• TEXTE FOURNI:
######

La mobilisation en vue d’une réforme du système de la kafala progresse en parallèle à la lutte antiraciste, encore principalement animée par les campagnes de sensibilisation au sein de la société civile. Seul l’État tunisien a tenté d’aller plus loin avec l’adoption, en 2018, d’une loi criminalisant les discriminations raciales. Un texte qui marque une victoire certaine, sans pour autant parvenir à enrayer des siècles de marginalisation. « Il est quasiment impossible de retracer la source exacte du racisme, mais il y a un lien clair avec les séquelles de l’esclavage : au sud de la Tunisie, les rapports hiérarchiques entre Blancs et Noirs existent toujours par exemple. Il y a des gens qui sont encore traités comme des esclaves », relève Khawla Ksiksi.

Paresseux ou vulgaire
Normalisation du racisme, responsabilité de la traite, représentations dégradantes : autant de questions qui ont resurgi en bloc dans la foulée des récentes émeutes américaines. « Les protestations en ligne ont aidé à lancer la conversation sur ce sujet d’une manière qui a touché beaucoup de gens », souligne Khalid Albaih. « Il y a plus de volonté d’en parler, y compris de la part de personnes qui ne sont pas des Arabes noirs ou de la région. C’est un grand pas en avant », ajoute-t-il. Parmi les élans de solidarité, certaines réactions en ligne ont été décriées pour leur maladresse, parfois perçue comme injurieuse. Des artistes arabes, à l’instar de la chanteuse libanaise Tania Saleh ou de l’actrice marocaine Mariam Hussein, ont été épinglées après avoir publié des portraits d’elles retouchés pour avoir la peau noire ou pour avoir maquillé leur visage en noir. Le phénomène connu sous le nom de « blackface » a été historiquement utilisé à des fins de divertissement dans la culture populaire. Aujourd’hui mondialement critiqué pour son traitement léger, réducteur et fétichiste de l’histoire des populations noires, il est pourtant toujours commun dans le monde de l’industrie de la musique et du cinéma arabes.

« C’est un outil très puissant qui peut être utilisé pour affecter inconsciemment la perception des Noirs dans la région », estime Tuqa Nusairat. Myriam Farès avait par exemple provoqué un tollé en 2018 avec le clip de sa chanson Goumi dans lequel la chanteuse libanaise pose dans un décor de jungle, maquillée en noir de la tête aux pieds. La même année, le feuilleton égyptien Azmi We Ashgan et la série koweïtienne Block Ghashmara, diffusés pendant le ramadan, avaient été montrés du doigt : les personnages soudanais, joués par des acteurs maquillés, étaient présentés comme paresseux ou vulgaires.

La progressive ouverture du débat, la possibilité nouvelle d’échanges en ligne ou la mobilisation de terrain ont progressivement encouragé une nouvelle prise de conscience au sein des jeunes générations. En parallèle, la remise en question des régimes autoritaires, dont la Tunisie est l’exemple le plus abouti, a également permis de libérer la parole sur ces questions. « Avant on avait peur de parler, mais avec les réseaux sociaux, beaucoup de gens ont commencé à comprendre que le racisme existait », reconnaît Khawla Ksiksi. Une rupture avec la culture du silence qui était de mise, mais qui reste une fissure dans un système encore largement institutionnalisé.

######

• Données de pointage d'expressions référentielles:
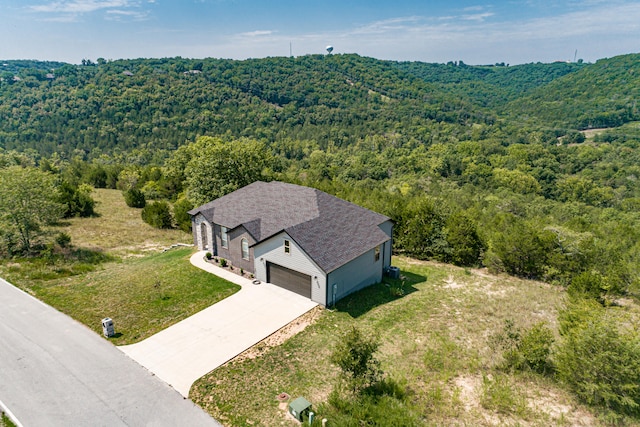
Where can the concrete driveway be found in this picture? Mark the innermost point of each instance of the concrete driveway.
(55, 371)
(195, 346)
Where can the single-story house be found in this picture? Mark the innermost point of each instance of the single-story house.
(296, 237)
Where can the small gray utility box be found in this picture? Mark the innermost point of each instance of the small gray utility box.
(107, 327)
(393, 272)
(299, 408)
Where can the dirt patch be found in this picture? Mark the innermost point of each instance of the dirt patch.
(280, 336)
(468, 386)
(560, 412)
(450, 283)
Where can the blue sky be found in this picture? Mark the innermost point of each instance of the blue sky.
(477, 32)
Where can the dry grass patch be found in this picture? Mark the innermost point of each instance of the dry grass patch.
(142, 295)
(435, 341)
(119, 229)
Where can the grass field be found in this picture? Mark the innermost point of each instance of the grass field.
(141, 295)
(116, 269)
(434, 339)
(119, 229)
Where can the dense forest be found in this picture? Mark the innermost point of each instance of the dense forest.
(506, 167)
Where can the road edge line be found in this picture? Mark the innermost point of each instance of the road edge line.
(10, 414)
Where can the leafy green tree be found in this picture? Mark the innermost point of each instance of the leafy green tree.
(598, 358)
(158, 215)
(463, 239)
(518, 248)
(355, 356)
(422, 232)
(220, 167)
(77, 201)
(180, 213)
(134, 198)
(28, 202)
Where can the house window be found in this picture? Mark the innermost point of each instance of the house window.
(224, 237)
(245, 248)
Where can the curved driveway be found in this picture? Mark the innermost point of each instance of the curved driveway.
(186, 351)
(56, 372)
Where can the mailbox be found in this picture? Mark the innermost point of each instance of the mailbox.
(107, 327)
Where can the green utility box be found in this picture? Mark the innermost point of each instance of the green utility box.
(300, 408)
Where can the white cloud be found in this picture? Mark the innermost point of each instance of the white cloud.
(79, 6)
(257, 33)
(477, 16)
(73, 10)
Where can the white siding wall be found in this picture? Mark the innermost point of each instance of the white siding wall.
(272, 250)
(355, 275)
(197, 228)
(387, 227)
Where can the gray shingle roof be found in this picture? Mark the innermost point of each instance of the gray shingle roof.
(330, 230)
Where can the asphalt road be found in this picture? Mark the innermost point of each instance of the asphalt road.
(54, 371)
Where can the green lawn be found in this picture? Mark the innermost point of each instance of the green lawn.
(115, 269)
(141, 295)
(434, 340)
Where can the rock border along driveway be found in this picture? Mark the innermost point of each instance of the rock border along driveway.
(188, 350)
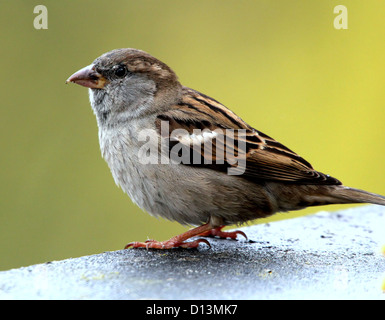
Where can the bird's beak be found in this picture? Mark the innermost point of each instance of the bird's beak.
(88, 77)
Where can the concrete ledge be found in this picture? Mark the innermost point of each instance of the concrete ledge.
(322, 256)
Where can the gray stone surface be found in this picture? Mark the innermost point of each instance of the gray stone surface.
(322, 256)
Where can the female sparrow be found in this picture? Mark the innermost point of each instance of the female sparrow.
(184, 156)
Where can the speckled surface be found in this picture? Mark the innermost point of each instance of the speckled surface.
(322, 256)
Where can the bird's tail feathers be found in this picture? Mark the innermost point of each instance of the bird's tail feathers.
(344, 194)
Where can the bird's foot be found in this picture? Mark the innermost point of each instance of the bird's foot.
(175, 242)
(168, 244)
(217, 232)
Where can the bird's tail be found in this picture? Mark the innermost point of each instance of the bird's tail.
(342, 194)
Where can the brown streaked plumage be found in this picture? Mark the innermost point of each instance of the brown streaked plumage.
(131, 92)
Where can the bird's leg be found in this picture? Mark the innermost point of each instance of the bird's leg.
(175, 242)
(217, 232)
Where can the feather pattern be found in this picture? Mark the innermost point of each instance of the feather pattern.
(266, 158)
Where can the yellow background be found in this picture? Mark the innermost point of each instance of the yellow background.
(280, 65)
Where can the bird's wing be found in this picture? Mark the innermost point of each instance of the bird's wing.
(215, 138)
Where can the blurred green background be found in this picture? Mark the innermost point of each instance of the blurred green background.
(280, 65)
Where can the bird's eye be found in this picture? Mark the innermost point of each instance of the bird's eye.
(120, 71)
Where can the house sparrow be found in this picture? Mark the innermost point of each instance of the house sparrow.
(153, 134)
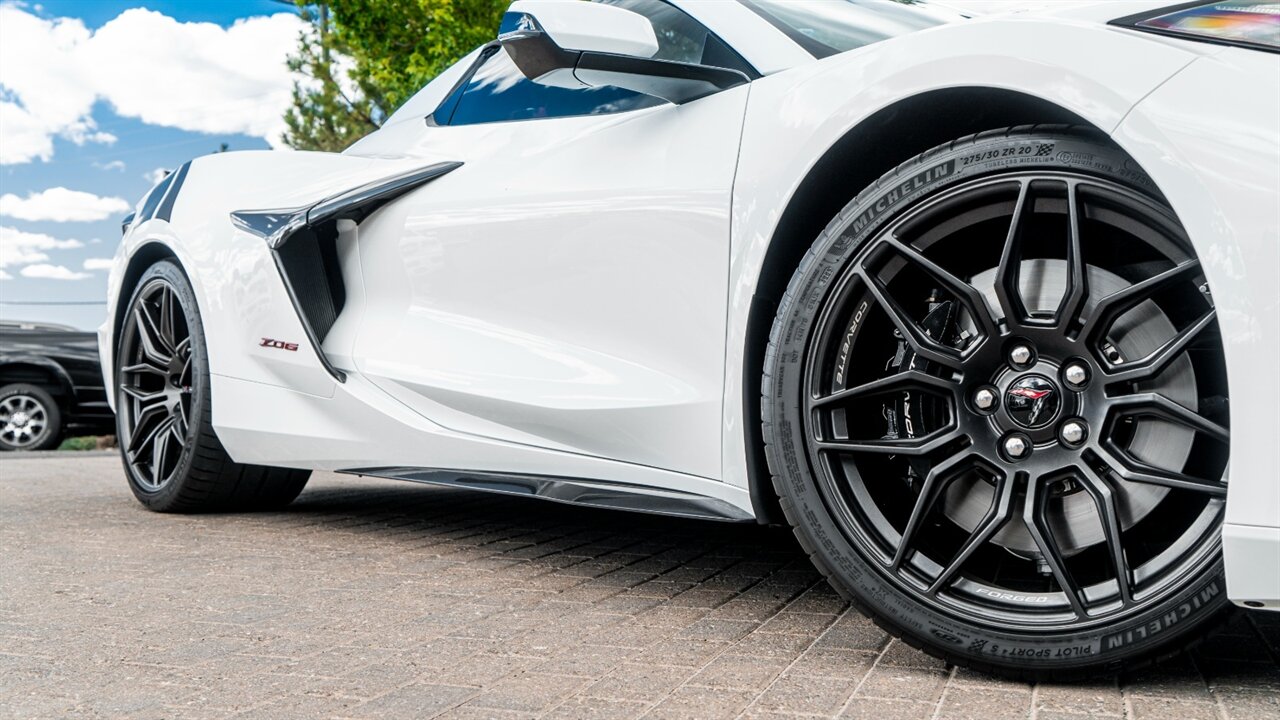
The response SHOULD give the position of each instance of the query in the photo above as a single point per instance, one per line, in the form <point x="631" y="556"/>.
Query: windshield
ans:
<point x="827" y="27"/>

######

• CONSIGNES:
1. Recopiez le texte depuis « La progressive ouverture » jusqu'à « encore largement institutionnalisé. », ces deux bornes comprises.
2. Relevez toutes les personnes désignées par leur nom dans le texte.
Les entrées n'ont aucun lien avec le texte.

• CORRIGÉS:
1.
La progressive ouverture du débat, la possibilité nouvelle d’échanges en ligne ou la mobilisation de terrain ont progressivement encouragé une nouvelle prise de conscience au sein des jeunes générations. En parallèle, la remise en question des régimes autoritaires, dont la Tunisie est l’exemple le plus abouti, a également permis de libérer la parole sur ces questions. « Avant on avait peur de parler, mais avec les réseaux sociaux, beaucoup de gens ont commencé à comprendre que le racisme existait », reconnaît Khawla Ksiksi. Une rupture avec la culture du silence qui était de mise, mais qui reste une fissure dans un système encore largement institutionnalisé.

2.
Khawla Ksiksi
Khalid Albaih
Tania Saleh
Mariam Hussein
Tuqa Nusairat
Myriam Farès